■ What to do ■
1. Reproduce a section of the obituary word for word, starting at "Virginia Grace Tenzer" and ending after "was her signature.".
2. In the obituary, at which university did Virginia Grace Tenzer earn her Ph.D.?

[[ Excerpted passage open ]]

New Haven Register (Sunday) (New Haven, CT)
Virginia Grace Tenzer
Virginia Grace (Copes) Tenzer passed away at home New Haven, CT, on February 6, 2023. She was 92 years old. The cause of death was cancer. She was a gifted and talented woman who engaged in theater, the arts, and scholarship. She was an attractive, congenial person whose vibrant red hair was her signature.
Born in Watertown, CT, she was the eleventh of the twelve children of her immigrant parents, Joseph and Elda (Simoncini) Copes. She graduated from Watertown High School, where she had roles in many student productions, and went on to perform in community theater in the Waterbury area. At the University of Connecticut, she had roles in plays by Moliere, Shakespeare, Maugham and Saroyan. After her marriage to Morton Tenzer in 1953, she lived in New Haven and studied painting and drawing at the Yale School of Art with the renowned artist Joseph Albers. She continued her pursuit of art, especially printmaking, at Wesleyan, after the couple moved to Middletown in 1956; she also extended her studies to Art History and earned a Master’s degree. But she devoted herself primarily to the Wesleyan Theater, where she had lead roles in numerous stage productions.
In 1963, she and Mort moved to New York with their first child and welcomed their second in 1965; in addition to caring for the household, she studied acting at the Berghof Studio and took advantage of the city’s many museums. When the family moved to Storrs in 1968, she soon began teaching Art History at the University of Connecticut. Students rated her the top teacher in the Art Department, and members of the community and even some of her faculty colleagues attended her lectures. She decided to deepen her studies at Brown University, where she earned a Ph.D., specializing in the art of the Italian renaissance. While teaching, she also helped curate exhibits at UConn’s Benton Art Museum.
Virginia loved to travel and frequently visited London, Paris, and Italy, where she carried out research in the town of Urbino—her dissertation was on the Ducal Palace’s “studiolo.” Her engaging personality won her friends everywhere she visited, including Europe, and especially in Provincetown, MA, where she spent many of her summers, beginning in 1952. Throughout her adventures, she w remained closely bonded with her siblings and wrote a “Family Chronicle,” documenting the story of their parents’ Italian origins and hard work to establish a new life in America.
After retirement, she returned to New Haven with Mort, and devoted herself to volunteer work at the St. Thomas More soup kitchen and Yale New Haven Hospital. She remained interested e in art, politics, women’s causes, and environmental preservation.
She was predeceased by ten of her siblings and is survived by her sister Louise (Copes) Welsh of Palmyra, NJ; and more than twenty nieces and nephews, with whom she kept in loving contact. Her bereaved husband and her children, Livia Tenzer and Jason Tenzer of New York City, are grateful for the condolences from family and friends. She leaves one grandchild, Julia, Livia’s daughter. Observations will be private. Donations may be made to the American Cancer Society.

[[ Excerpted passage closed ]]
[[ Data below open ]]

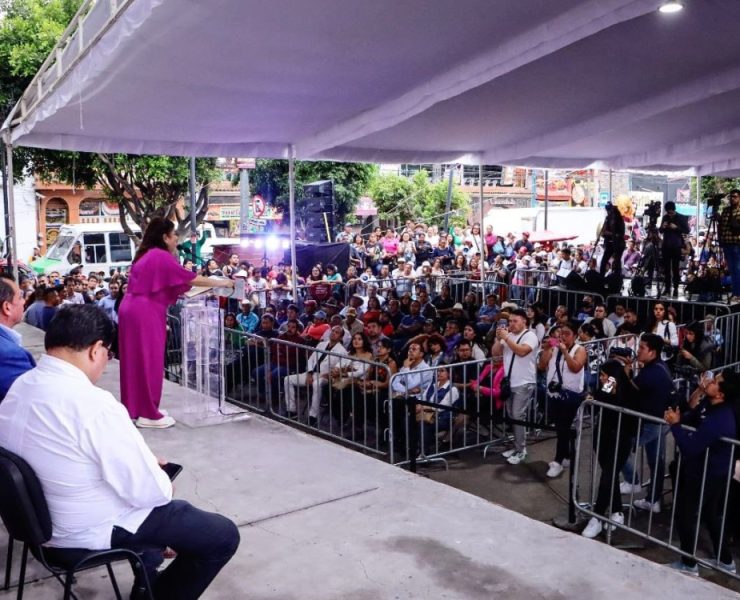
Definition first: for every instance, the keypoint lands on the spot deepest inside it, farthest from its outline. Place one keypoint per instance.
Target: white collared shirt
(14, 335)
(94, 466)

[[ Data below closed ]]

■ Your responses ■
1.
Virginia Grace Tenzer
Virginia Grace (Copes) Tenzer passed away at home New Haven, CT, on February 6, 2023. She was 92 years old. The cause of death was cancer. She was a gifted and talented woman who engaged in theater, the arts, and scholarship. She was an attractive, congenial person whose vibrant red hair was her signature.

2. Brown University